Task description: Across these entries, work out how many lines carry the string "instance", and give only that number.

Records for the task:

——————

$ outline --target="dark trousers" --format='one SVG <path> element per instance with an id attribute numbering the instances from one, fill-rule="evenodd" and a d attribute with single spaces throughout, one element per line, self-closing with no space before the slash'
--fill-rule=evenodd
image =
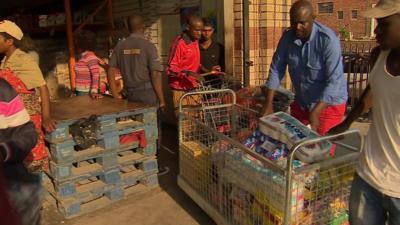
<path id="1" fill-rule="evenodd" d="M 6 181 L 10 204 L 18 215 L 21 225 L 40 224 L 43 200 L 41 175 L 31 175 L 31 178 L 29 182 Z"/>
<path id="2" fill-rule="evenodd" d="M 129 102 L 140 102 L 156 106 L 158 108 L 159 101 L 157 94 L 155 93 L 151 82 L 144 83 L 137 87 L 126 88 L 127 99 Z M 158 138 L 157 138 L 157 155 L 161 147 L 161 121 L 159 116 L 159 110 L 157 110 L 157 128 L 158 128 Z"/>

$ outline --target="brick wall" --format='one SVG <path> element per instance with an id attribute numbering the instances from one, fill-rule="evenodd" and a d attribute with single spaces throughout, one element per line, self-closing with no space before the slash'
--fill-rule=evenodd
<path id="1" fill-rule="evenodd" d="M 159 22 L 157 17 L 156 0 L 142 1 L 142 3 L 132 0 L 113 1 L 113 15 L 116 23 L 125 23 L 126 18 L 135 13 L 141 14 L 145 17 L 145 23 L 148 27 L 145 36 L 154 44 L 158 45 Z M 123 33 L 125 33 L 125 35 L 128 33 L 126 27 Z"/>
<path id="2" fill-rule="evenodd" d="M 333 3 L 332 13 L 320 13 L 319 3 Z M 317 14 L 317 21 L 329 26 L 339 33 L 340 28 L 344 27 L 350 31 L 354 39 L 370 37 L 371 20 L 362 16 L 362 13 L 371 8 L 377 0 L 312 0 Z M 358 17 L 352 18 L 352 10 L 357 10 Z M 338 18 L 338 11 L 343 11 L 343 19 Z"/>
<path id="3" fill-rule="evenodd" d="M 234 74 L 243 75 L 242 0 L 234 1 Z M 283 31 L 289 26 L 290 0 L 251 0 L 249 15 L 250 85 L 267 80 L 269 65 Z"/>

——————

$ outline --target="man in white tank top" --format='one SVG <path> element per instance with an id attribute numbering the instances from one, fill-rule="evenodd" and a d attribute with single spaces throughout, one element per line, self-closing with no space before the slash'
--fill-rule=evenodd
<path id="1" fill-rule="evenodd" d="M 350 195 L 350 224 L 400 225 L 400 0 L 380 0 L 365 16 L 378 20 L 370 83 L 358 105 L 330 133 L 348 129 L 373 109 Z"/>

——————

Answer to this task: 3